From the line bearing "Target: paved path" down to the final line of the records below, give every line again exactly and add nothing.

+++ Material for this task +++

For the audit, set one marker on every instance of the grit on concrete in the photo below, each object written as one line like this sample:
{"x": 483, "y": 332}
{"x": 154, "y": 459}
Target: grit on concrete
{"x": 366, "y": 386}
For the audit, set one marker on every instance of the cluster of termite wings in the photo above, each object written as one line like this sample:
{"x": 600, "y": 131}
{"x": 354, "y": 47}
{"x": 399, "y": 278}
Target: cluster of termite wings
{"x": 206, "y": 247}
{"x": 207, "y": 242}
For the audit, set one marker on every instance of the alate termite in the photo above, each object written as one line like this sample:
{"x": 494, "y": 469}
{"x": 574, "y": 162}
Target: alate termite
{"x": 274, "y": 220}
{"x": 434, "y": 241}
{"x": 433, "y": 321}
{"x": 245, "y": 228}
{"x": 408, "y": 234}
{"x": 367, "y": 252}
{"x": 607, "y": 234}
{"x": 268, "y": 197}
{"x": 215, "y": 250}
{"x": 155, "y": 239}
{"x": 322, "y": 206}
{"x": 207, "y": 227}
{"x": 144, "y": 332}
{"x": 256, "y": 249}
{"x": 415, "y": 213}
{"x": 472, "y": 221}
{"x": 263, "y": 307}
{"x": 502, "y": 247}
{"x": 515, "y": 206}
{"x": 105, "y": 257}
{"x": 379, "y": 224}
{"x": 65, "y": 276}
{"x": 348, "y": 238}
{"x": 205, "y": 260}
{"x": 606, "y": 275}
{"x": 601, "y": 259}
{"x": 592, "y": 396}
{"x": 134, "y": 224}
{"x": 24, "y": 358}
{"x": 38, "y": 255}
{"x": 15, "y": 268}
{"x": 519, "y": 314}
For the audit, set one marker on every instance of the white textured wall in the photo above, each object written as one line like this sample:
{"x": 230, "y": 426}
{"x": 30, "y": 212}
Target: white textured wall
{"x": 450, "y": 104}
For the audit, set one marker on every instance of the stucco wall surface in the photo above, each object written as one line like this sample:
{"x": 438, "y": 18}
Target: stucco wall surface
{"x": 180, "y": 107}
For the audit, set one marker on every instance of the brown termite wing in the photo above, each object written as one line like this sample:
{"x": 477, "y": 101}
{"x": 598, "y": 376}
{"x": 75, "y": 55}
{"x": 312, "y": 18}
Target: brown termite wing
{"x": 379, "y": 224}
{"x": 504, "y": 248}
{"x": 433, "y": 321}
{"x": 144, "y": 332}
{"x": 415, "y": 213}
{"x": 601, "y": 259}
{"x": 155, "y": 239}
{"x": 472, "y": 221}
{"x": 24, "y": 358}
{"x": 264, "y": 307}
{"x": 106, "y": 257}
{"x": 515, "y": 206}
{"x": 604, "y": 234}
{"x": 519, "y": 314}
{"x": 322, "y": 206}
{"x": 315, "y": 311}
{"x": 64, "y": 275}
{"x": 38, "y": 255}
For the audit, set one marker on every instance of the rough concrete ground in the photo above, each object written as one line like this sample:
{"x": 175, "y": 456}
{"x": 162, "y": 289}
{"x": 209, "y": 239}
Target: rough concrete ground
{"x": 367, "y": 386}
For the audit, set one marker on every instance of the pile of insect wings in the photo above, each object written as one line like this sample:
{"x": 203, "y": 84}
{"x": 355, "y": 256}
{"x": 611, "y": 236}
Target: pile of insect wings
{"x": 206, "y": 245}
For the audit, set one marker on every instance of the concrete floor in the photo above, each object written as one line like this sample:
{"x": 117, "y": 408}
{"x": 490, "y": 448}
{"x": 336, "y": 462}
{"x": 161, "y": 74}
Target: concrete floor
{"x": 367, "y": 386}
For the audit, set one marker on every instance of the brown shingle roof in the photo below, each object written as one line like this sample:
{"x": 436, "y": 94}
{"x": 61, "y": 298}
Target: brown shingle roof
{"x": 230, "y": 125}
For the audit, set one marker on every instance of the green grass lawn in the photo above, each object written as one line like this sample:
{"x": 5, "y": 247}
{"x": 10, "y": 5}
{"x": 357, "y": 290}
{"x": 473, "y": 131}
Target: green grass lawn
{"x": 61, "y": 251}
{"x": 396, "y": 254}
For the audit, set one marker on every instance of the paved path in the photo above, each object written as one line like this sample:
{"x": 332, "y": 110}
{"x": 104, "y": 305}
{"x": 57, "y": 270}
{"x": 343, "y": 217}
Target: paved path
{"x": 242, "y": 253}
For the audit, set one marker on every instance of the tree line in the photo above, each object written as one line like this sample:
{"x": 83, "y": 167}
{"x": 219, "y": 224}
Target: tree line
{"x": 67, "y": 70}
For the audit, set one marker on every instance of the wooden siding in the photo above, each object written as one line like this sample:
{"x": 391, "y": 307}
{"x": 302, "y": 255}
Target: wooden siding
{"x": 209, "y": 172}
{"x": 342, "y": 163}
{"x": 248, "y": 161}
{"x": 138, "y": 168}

+++

» **Final answer**:
Target: paved path
{"x": 242, "y": 253}
For the audit, set one marker on every instance of the tree line in the photo above, each object written as one line like this sample:
{"x": 83, "y": 167}
{"x": 219, "y": 224}
Target: tree line
{"x": 67, "y": 70}
For the audit, set one marker on every instance of the wooden siding in the photo above, each object written as one line like this sample:
{"x": 391, "y": 307}
{"x": 302, "y": 255}
Target: wooden siding
{"x": 209, "y": 172}
{"x": 342, "y": 163}
{"x": 248, "y": 161}
{"x": 138, "y": 168}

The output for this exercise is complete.